### Data extract
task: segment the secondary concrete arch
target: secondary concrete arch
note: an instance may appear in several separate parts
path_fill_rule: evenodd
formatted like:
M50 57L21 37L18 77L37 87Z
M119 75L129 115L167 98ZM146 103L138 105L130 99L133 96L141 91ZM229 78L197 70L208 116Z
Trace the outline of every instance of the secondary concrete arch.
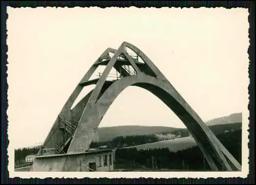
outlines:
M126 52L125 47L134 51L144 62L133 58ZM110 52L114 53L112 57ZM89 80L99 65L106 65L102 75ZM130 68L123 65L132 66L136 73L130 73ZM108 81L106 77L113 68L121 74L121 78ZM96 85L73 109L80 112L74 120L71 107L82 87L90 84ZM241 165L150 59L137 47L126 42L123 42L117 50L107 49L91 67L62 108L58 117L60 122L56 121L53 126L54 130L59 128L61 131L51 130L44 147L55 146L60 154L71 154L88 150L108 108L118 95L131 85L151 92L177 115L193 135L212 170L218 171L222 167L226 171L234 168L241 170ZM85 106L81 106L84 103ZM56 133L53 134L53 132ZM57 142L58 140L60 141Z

...

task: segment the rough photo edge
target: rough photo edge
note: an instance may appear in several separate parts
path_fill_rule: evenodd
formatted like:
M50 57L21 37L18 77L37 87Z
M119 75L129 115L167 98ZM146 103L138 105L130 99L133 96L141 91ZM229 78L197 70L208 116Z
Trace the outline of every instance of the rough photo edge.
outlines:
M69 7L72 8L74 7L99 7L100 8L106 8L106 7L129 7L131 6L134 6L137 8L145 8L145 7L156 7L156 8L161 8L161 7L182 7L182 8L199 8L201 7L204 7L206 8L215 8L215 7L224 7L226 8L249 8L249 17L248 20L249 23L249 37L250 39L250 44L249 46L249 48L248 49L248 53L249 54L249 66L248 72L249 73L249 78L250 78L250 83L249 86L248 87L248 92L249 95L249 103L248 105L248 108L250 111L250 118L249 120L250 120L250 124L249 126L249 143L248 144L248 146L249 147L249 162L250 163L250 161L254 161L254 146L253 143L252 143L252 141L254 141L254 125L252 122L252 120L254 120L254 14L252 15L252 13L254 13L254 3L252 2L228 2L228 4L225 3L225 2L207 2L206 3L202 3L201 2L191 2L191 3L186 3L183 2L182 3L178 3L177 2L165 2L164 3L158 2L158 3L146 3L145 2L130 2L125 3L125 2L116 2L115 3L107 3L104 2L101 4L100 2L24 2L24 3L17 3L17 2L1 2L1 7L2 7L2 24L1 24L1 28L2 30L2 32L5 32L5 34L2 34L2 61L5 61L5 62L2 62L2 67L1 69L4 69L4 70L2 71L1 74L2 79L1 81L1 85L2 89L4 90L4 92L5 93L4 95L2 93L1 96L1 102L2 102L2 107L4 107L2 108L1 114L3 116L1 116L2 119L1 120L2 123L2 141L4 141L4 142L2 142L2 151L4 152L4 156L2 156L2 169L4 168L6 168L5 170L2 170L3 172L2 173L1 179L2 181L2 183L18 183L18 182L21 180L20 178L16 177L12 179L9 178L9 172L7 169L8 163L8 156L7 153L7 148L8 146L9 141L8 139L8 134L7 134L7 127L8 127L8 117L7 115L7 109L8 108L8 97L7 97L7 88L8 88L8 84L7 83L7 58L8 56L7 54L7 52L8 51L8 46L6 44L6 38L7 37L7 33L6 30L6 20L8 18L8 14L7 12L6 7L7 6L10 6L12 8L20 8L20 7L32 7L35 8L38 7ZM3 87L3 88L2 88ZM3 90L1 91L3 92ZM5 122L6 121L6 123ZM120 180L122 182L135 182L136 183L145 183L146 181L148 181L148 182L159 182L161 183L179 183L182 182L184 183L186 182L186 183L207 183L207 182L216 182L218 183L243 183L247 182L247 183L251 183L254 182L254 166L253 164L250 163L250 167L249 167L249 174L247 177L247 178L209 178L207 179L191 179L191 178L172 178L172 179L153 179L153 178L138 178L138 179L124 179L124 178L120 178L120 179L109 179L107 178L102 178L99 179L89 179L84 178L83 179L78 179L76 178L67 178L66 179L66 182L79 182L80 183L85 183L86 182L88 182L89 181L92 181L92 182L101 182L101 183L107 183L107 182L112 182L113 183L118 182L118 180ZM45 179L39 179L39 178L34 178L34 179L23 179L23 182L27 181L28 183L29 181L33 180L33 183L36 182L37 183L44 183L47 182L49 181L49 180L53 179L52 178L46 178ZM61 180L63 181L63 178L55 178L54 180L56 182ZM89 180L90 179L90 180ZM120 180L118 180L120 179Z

### Your instructions
Could you copy the material from the line containing "task: segment the secondary concrete arch" through the line containing "M126 52L125 47L134", keeping every character identical but omitting the picture?

### Result
task: segment the secondary concrete arch
target: secondary concrete arch
note: an instance may appear in several separate parts
path_fill_rule: evenodd
formatted like:
M50 57L21 37L18 77L37 87Z
M119 75L129 115L167 98ZM146 103L138 105L130 99L133 96L141 91ZM229 78L197 70L208 116Z
Trace the outline of every instance of the secondary concrete arch.
outlines:
M126 52L125 47L134 51L144 62L133 58ZM110 52L114 53L112 57ZM89 80L99 65L106 65L102 75ZM130 68L123 65L132 66L136 73L130 73ZM108 81L106 77L113 68L121 74L121 78ZM96 85L73 109L80 112L74 120L71 107L82 87L90 84ZM241 165L150 59L137 47L126 42L123 42L117 50L107 49L91 67L62 108L58 117L60 122L56 121L53 126L54 130L59 128L61 131L51 130L44 147L55 146L60 154L71 154L88 150L108 108L118 95L131 85L151 92L177 115L193 135L212 170L218 171L222 167L226 171L234 168L241 170ZM85 106L81 106L84 103ZM56 133L53 134L53 132ZM57 142L58 140L60 141Z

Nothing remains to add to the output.